(Stored data entries)
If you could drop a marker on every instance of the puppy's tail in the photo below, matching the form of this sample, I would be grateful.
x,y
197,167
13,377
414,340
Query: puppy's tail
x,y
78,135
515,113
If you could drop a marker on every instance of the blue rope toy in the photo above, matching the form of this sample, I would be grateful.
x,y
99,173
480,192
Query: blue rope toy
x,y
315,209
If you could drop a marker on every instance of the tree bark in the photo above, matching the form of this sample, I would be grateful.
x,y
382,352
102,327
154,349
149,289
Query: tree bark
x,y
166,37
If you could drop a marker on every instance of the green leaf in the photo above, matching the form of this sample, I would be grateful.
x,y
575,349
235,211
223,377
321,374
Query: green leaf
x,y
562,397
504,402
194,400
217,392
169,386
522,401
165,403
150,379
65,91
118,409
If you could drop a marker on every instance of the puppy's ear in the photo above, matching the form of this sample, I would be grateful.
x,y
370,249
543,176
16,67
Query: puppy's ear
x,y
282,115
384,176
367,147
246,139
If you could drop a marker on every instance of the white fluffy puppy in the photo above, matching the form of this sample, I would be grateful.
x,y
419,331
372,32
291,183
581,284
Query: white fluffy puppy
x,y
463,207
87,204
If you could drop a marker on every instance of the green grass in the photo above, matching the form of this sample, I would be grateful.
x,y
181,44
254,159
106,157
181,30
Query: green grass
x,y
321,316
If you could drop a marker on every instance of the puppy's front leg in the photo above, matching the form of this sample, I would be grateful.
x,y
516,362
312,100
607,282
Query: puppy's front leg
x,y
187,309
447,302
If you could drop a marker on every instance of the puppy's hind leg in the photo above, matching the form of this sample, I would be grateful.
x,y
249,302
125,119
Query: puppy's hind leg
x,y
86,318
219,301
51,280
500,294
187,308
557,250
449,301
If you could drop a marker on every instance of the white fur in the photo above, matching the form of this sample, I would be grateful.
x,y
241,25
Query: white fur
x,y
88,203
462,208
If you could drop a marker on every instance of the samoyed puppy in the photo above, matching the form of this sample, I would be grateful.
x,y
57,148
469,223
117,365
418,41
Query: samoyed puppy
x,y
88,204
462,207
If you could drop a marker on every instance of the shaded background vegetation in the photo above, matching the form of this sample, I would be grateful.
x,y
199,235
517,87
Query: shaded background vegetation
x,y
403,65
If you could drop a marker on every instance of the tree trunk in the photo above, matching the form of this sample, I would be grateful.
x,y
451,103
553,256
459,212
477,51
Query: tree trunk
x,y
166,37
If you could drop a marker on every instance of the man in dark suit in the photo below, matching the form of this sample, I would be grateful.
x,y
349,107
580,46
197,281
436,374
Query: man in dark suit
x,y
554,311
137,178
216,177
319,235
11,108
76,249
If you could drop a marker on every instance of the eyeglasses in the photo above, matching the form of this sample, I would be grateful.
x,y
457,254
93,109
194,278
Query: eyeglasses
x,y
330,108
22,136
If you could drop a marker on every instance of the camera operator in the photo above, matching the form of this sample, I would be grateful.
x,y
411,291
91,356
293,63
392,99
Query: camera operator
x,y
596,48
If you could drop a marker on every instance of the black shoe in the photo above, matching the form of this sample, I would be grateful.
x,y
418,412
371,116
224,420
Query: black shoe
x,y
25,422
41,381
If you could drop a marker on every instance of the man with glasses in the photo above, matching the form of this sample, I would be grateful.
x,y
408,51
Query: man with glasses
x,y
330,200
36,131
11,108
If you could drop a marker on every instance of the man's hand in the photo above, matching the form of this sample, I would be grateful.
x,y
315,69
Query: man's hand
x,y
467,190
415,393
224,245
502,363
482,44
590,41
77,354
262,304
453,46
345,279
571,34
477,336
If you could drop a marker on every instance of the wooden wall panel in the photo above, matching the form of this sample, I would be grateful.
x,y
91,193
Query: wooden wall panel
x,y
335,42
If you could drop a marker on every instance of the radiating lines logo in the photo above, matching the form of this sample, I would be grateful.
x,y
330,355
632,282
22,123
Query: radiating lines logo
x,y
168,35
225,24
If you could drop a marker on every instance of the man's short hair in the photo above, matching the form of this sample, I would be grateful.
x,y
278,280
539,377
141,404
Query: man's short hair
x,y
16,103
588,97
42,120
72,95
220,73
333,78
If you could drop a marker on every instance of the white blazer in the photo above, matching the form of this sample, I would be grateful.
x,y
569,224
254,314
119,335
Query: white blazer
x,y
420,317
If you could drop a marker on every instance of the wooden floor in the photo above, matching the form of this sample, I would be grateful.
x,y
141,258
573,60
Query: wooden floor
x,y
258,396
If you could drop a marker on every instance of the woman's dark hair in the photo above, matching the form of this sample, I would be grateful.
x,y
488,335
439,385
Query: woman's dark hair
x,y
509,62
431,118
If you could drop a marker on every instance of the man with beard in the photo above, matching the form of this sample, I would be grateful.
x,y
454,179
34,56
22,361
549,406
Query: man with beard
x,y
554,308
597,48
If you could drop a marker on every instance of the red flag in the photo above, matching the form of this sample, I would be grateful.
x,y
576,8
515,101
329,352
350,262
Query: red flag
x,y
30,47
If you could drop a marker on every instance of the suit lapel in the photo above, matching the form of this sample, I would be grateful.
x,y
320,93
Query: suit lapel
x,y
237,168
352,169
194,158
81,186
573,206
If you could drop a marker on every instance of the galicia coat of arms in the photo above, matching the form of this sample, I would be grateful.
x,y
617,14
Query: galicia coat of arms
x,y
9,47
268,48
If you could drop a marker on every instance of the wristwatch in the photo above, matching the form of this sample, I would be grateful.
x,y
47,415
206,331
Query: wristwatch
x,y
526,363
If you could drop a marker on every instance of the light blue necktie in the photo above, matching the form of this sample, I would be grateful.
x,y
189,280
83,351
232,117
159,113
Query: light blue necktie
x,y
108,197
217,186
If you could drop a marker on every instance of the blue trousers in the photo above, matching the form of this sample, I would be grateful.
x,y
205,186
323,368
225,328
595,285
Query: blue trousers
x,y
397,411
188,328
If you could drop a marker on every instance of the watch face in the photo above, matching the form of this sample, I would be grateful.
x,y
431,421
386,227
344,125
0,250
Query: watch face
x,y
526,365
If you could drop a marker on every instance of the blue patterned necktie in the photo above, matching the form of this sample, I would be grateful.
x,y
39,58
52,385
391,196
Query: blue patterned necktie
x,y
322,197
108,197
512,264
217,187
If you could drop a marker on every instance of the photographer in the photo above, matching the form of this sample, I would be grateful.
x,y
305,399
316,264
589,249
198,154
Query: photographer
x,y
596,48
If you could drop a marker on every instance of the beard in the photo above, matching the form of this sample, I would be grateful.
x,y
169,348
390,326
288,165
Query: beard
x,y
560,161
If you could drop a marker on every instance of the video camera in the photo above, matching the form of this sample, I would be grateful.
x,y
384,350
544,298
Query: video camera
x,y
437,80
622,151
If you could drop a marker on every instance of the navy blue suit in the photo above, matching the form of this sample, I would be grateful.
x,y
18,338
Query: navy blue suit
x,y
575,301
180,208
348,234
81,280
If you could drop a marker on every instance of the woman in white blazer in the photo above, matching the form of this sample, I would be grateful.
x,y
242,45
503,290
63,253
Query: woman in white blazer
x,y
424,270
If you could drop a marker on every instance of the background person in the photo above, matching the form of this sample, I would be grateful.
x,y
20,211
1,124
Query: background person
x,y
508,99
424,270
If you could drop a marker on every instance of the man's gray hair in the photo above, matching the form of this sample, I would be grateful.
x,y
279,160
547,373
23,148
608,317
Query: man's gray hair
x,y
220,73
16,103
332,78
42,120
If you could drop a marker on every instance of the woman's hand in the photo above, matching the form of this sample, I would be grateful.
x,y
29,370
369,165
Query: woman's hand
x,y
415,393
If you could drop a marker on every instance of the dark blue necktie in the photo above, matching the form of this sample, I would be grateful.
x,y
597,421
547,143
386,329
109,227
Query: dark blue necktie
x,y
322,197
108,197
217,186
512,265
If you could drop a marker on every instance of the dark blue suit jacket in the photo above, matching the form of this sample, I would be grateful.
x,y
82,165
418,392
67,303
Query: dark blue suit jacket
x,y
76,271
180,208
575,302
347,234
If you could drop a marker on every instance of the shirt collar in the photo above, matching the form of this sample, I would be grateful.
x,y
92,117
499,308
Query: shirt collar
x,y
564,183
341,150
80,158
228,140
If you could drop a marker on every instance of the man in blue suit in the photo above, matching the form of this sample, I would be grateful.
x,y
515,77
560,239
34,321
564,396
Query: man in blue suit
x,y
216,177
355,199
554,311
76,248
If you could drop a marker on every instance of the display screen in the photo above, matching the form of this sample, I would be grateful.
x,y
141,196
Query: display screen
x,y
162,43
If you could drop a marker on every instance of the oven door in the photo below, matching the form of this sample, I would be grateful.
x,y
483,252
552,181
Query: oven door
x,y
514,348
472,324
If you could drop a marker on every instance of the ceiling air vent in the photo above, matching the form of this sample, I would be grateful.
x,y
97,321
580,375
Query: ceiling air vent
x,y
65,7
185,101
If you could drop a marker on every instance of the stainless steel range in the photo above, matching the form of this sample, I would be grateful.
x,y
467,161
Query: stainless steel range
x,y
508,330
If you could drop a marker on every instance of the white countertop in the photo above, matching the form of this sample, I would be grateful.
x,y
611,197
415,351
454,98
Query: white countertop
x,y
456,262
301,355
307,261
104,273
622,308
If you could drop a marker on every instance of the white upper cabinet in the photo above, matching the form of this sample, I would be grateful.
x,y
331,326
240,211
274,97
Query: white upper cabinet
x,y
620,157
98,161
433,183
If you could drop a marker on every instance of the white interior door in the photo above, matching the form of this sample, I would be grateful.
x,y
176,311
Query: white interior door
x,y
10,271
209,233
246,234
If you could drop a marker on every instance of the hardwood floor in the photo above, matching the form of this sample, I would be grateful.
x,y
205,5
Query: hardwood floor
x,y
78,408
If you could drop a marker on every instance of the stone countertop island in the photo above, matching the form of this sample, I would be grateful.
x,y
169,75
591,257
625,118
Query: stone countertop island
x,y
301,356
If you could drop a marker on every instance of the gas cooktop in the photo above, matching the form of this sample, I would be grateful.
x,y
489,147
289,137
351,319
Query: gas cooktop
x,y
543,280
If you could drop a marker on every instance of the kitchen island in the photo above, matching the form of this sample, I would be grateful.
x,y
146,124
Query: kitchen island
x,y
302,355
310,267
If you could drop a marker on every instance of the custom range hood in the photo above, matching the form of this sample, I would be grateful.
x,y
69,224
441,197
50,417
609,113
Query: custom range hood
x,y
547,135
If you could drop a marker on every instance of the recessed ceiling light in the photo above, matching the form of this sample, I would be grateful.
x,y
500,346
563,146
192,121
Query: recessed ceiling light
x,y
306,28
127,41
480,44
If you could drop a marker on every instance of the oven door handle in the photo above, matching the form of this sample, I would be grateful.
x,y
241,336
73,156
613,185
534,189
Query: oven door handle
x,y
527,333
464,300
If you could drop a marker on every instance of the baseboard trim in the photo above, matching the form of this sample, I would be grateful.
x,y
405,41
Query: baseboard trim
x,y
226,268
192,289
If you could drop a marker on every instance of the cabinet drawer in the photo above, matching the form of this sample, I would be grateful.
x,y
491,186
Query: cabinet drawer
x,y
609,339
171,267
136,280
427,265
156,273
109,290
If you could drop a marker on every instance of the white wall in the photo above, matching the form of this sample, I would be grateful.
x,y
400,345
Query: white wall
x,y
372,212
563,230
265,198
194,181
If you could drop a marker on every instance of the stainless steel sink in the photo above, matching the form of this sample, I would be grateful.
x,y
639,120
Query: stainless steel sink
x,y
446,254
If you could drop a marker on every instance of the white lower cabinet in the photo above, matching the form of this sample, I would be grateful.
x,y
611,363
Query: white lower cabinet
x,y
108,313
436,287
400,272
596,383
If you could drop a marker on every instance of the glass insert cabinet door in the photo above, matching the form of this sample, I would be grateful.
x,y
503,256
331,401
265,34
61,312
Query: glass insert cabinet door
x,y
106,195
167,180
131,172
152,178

> [Work request]
When the records above are checked line by line, how many lines contain the word "below"? Please give only that number.

> [Answer to the exercise]
3